▶ [Excerpted text]:
────────────────────

The Plan offers participants ("Participants") a convenient and economical
way to purchase PMC Capital's common stock, par value $.01 per share (the
"Common Stock"). Once a Participant is enrolled in the Plan, cash dividends
will be used to purchase shares of Common Stock (both whole and fractional
shares). Participants pay no brokerage commissions for purchases made under the
Plan. Purchases of shares of Common Stock under the Plan will provide the
Company with funds to be applied toward general corporate purposes.
ADVANTAGES
2. What are the advantages of the Plan?
Shareholders may participate in the Plan by having cash dividends on all,
or a portion of their shares of Common Stock automatically reinvested.
Participants are not required to pay any brokerage commissions in connection
with purchases made under the Plan and shares acquired under the Plan are
purchased at a 2% discount from the market price. A full investment of funds is
possible under the Plan because fractions of shares of Common Stock, as well as
full shares of Common Stock, will be credited to Participants' Plan accounts
including dividends on these shares. Participants will avoid the cumbersome
safekeeping of certificates for shares of Common Stock credited to their Plan
accounts as the shares of Common Stock are held in custody for Participants by
American Stock Transfer & Trust Company ("American Stock Transfer"). Statements
of Participants' Plan accounts will be provided monthly.

────────────────────

▶ [Entries]:
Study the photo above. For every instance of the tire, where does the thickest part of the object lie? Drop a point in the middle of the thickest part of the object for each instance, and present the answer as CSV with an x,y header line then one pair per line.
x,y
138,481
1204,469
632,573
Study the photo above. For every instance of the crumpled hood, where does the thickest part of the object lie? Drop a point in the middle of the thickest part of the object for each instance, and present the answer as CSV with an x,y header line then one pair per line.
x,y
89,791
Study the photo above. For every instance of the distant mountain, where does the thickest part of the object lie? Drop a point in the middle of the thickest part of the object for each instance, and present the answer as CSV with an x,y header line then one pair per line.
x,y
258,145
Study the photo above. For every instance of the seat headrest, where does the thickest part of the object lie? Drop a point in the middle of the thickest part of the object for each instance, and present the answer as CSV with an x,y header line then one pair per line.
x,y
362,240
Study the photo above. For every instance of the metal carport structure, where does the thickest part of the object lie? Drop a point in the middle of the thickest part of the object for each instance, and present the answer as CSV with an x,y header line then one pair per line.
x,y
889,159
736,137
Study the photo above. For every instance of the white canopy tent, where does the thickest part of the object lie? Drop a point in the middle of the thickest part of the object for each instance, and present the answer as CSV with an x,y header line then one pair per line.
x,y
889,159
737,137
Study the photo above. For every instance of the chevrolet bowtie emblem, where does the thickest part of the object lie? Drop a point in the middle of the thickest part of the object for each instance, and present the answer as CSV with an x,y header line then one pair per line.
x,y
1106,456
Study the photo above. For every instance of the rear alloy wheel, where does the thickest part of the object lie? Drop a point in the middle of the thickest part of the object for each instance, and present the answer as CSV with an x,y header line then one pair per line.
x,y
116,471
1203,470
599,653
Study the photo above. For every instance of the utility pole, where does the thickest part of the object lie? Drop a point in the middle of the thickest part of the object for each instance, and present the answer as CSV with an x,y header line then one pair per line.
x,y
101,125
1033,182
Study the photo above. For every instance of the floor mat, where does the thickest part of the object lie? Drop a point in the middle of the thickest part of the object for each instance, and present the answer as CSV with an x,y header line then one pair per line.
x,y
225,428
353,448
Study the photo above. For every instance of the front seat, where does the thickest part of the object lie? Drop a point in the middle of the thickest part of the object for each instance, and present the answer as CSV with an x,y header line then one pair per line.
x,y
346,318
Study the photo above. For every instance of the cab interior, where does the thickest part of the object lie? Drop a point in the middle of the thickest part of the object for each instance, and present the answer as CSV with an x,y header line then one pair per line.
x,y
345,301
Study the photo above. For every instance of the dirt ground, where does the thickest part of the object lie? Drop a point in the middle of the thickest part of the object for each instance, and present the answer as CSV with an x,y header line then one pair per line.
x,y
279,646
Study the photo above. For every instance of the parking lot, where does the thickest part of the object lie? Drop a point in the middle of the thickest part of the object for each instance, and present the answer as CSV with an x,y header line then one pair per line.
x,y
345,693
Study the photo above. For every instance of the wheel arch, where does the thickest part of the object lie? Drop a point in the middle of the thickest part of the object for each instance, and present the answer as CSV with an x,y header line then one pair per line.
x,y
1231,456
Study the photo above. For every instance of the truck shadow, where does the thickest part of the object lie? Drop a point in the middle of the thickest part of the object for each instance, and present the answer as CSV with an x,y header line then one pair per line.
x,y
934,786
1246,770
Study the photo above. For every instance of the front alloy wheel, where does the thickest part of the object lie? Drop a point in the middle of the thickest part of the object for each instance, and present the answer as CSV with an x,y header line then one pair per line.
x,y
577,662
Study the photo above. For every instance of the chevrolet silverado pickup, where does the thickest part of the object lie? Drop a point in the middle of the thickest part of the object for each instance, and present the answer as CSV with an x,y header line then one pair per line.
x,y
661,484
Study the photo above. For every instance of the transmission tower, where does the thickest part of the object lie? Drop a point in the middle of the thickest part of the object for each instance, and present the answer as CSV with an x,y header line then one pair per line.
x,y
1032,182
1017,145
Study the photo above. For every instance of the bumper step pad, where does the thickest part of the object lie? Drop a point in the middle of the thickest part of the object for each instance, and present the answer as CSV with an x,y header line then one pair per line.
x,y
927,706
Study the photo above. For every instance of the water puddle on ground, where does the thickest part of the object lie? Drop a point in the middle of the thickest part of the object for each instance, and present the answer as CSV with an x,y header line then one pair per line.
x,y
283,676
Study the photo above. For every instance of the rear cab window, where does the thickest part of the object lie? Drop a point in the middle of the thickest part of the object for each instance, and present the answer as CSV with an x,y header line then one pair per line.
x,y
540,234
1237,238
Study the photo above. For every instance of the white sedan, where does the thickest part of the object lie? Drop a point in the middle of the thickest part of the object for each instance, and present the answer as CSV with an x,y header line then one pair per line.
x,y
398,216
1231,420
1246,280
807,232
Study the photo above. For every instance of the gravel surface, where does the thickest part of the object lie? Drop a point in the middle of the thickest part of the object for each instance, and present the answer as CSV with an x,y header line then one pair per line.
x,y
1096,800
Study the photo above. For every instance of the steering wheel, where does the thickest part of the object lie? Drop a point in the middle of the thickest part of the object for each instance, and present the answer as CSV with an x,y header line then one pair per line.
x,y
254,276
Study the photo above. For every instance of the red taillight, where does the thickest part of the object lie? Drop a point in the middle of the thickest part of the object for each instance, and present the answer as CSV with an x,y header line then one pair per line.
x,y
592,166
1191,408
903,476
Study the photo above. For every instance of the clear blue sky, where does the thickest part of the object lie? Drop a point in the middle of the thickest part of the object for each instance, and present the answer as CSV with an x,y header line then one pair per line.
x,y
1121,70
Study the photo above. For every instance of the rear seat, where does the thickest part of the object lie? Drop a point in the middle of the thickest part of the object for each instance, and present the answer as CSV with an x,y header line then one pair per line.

────────────────────

Output the stretch of the dividend reinvestment plan text from "The Plan offers" through "Stock automatically reinvested.", copied verbatim.

The Plan offers participants ("Participants") a convenient and economical
way to purchase PMC Capital's common stock, par value $.01 per share (the
"Common Stock"). Once a Participant is enrolled in the Plan, cash dividends
will be used to purchase shares of Common Stock (both whole and fractional
shares). Participants pay no brokerage commissions for purchases made under the
Plan. Purchases of shares of Common Stock under the Plan will provide the
Company with funds to be applied toward general corporate purposes.
ADVANTAGES
2. What are the advantages of the Plan?
Shareholders may participate in the Plan by having cash dividends on all,
or a portion of their shares of Common Stock automatically reinvested.